[[ DATA UNDER STUDY, beginning ]]

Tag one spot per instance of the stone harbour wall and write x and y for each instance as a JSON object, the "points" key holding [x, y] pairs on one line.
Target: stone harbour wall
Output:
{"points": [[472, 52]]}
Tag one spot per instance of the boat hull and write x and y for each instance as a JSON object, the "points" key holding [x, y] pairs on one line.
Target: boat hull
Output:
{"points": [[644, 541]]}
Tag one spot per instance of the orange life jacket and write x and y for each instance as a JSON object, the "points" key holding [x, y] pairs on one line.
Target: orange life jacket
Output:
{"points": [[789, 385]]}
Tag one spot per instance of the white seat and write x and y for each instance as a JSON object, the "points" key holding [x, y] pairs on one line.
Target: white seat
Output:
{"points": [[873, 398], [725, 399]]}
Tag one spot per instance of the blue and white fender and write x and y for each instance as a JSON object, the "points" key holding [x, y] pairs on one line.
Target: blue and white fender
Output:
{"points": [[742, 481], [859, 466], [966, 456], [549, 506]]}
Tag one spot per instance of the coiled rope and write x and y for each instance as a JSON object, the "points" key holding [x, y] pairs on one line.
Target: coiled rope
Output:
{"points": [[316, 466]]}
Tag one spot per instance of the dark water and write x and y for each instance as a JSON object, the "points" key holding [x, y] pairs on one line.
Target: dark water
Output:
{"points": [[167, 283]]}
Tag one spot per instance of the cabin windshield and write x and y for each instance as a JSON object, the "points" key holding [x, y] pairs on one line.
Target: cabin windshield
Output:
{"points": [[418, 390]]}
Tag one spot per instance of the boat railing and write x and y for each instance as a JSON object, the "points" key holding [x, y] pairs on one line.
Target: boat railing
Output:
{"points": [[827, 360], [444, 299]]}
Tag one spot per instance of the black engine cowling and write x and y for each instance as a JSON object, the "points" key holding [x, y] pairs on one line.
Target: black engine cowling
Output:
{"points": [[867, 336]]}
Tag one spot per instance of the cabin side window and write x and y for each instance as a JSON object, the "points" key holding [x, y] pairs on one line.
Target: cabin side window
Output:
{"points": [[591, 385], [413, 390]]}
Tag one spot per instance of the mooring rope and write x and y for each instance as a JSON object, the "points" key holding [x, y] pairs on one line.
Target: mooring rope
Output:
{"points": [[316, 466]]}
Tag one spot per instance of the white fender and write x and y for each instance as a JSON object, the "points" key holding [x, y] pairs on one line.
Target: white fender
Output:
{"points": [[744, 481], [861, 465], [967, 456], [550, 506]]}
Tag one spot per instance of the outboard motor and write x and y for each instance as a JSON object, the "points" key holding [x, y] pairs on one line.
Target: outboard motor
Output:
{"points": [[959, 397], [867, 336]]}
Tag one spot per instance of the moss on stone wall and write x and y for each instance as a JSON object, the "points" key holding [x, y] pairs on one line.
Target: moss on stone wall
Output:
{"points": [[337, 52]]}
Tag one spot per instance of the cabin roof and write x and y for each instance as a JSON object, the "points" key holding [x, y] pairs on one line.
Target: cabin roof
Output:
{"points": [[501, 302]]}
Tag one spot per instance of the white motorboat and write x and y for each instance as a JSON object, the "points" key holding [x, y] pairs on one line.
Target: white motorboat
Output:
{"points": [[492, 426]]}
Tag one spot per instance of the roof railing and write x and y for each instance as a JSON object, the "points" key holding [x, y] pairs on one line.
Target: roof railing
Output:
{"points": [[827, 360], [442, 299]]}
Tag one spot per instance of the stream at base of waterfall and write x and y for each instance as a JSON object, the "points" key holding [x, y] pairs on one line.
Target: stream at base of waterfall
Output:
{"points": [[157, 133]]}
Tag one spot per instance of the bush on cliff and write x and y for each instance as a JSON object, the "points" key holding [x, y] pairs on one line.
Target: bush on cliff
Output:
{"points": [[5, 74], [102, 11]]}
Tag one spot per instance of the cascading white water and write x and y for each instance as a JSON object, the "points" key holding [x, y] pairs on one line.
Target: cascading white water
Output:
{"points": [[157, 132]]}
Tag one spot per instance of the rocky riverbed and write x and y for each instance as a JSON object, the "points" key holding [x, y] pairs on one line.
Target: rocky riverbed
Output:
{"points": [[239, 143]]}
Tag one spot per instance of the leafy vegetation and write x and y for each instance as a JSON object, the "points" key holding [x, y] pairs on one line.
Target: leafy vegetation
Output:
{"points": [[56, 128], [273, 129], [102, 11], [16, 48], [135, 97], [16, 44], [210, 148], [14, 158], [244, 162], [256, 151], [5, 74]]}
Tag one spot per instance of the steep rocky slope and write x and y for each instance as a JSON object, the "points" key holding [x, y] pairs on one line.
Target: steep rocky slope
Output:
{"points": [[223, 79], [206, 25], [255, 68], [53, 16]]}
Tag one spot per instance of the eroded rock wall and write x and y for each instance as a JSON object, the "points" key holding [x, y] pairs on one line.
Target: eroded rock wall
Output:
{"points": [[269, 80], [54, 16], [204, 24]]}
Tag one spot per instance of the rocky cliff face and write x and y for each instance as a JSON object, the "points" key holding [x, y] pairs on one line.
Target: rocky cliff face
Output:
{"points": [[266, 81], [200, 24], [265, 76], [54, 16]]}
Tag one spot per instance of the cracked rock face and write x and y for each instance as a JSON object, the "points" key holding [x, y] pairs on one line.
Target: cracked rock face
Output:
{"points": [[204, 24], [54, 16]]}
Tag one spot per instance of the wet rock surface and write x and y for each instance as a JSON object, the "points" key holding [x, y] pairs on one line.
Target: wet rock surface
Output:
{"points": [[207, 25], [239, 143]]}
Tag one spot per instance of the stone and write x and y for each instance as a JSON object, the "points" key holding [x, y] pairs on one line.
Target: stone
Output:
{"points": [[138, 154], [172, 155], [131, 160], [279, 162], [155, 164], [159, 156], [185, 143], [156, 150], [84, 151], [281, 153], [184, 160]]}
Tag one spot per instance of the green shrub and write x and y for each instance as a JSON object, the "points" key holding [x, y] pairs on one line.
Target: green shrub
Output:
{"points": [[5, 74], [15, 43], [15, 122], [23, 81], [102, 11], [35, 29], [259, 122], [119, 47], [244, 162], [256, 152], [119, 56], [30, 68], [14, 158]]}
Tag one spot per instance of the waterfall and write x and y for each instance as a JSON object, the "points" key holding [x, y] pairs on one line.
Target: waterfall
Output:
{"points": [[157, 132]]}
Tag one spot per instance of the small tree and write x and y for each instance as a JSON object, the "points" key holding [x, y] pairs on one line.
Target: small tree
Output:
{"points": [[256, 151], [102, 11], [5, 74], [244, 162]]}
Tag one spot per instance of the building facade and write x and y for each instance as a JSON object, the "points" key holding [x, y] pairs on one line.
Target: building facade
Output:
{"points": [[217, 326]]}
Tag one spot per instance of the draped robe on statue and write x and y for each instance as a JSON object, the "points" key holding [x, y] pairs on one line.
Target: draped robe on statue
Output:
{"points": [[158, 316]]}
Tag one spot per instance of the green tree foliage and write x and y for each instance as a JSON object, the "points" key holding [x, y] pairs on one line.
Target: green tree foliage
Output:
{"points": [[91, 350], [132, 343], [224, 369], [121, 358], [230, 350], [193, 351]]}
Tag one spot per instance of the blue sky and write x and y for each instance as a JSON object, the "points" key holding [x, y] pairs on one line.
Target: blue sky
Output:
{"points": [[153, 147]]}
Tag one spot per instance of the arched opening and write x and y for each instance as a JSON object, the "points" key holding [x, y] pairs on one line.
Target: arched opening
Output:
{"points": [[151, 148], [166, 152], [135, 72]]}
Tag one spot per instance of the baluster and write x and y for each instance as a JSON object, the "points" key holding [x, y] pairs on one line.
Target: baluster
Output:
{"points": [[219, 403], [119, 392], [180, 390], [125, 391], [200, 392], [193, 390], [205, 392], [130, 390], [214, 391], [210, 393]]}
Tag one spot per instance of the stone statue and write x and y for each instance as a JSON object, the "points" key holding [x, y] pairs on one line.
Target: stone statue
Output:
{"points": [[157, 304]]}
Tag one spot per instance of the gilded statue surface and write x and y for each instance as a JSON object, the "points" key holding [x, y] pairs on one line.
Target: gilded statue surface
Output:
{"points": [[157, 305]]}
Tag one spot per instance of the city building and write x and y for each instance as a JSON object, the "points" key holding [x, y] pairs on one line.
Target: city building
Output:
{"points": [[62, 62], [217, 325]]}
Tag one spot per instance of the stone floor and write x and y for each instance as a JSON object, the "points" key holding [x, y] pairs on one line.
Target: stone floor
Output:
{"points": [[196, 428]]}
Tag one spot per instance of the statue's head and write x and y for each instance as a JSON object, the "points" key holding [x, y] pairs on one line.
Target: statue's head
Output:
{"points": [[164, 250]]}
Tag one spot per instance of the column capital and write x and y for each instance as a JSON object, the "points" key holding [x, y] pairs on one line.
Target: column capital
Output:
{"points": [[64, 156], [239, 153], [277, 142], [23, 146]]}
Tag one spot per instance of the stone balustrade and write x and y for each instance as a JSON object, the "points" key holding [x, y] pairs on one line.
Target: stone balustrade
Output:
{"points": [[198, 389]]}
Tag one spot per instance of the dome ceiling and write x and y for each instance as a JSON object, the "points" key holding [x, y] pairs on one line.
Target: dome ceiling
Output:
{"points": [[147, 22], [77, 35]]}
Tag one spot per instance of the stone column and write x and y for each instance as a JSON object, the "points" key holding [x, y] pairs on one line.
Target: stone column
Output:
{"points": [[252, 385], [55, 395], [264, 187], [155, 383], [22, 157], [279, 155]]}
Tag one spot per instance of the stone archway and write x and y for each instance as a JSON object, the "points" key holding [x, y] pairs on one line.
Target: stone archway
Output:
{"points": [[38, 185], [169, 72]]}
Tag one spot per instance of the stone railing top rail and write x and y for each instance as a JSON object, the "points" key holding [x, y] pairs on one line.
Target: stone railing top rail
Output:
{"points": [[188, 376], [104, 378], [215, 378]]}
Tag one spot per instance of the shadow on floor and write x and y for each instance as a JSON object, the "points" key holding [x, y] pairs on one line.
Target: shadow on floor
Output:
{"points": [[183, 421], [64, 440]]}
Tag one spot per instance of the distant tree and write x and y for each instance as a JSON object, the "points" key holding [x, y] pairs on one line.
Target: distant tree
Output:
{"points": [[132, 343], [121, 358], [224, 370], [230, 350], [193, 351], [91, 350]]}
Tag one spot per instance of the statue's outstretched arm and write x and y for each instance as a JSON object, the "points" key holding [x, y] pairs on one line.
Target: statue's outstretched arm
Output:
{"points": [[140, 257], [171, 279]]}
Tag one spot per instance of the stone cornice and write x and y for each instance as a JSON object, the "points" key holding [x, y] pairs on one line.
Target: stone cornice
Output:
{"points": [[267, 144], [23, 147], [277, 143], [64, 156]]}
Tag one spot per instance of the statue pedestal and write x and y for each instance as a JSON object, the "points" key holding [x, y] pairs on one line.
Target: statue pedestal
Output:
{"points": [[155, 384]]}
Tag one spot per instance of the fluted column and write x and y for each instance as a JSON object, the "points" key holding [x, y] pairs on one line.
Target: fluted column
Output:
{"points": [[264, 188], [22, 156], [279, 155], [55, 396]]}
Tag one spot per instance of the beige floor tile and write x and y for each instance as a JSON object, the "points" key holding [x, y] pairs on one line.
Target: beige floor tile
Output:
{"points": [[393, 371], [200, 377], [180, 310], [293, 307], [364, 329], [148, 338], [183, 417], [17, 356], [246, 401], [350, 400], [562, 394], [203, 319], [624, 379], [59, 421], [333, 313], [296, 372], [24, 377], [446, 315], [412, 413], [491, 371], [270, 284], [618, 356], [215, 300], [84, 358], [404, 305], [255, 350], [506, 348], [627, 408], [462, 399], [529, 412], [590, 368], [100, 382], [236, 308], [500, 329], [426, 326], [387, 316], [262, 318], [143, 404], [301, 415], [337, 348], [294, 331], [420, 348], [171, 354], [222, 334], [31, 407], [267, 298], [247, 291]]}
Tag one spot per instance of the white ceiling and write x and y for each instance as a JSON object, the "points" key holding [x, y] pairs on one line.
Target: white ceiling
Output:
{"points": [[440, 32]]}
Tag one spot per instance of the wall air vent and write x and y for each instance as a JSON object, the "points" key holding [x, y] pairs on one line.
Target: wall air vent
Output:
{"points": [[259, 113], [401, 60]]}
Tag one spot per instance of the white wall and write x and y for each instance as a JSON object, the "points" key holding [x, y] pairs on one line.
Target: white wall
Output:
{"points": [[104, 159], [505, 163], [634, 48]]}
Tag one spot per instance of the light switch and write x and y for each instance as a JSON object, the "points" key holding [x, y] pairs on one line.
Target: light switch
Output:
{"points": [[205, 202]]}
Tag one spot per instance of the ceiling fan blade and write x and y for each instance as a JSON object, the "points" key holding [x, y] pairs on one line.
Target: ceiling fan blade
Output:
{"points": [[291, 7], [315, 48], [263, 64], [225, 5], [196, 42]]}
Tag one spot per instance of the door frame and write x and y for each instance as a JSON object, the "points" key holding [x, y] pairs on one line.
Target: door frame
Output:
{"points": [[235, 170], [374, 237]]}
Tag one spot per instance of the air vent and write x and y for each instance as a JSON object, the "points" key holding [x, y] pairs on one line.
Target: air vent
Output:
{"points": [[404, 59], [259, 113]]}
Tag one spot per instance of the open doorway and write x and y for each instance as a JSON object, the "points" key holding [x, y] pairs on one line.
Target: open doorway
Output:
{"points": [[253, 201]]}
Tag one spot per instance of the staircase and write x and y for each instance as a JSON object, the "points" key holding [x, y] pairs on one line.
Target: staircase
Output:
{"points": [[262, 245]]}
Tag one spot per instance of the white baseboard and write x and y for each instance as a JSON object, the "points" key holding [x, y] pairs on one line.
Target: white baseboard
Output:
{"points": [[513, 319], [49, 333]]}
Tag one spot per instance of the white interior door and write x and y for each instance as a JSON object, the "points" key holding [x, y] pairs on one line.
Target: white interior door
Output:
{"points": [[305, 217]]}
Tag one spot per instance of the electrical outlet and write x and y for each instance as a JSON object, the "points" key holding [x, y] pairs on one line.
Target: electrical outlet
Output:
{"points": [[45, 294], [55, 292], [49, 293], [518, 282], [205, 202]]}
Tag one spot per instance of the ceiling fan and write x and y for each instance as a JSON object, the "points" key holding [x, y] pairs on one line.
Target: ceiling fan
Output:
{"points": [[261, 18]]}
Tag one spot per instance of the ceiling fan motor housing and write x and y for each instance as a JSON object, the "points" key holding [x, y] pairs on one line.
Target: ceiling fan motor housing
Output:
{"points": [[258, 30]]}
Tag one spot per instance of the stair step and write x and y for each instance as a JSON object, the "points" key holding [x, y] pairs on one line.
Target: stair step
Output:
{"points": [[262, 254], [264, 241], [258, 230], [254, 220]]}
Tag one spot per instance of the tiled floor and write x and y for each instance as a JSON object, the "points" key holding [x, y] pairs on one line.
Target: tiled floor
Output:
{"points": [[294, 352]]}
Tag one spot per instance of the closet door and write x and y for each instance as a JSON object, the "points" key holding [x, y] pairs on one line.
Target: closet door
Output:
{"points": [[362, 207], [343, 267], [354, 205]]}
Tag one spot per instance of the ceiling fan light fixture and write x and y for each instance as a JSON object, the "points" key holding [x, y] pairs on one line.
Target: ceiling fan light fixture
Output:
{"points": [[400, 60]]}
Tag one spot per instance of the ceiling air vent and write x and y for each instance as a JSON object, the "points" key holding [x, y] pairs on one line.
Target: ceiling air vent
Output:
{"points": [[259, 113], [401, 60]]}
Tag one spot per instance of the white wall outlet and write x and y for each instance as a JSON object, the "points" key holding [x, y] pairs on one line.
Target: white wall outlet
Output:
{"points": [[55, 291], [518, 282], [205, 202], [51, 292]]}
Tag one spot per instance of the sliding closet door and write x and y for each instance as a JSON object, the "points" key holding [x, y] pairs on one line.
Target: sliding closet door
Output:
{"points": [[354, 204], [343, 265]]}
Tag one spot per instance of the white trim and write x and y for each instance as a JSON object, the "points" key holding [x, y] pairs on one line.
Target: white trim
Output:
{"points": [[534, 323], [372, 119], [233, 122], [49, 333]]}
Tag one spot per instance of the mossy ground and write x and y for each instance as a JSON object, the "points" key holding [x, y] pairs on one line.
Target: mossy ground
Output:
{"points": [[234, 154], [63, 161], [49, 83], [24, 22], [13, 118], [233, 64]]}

[[ DATA UNDER STUDY, end ]]

AIM OF THE EXERCISE: Would you copy out exactly the lines above that start at the one containing "Target: electrical outlet" and end at the one containing "Target: ceiling fan motor housing", inclusive?

ANSWER TO THIS PROBLEM:
Target: electrical outlet
Output:
{"points": [[45, 294], [55, 292], [49, 293], [518, 282], [205, 202]]}
Tag one spot per instance of the ceiling fan and write x and y for each instance as a JSON object, the "points" key holding [x, y] pairs on one line.
Target: ceiling fan
Output:
{"points": [[261, 18]]}
Tag one spot per instance of the ceiling fan motor housing and write x and y for each instance as a JSON object, the "points" key holding [x, y] pairs on one line.
Target: ceiling fan motor housing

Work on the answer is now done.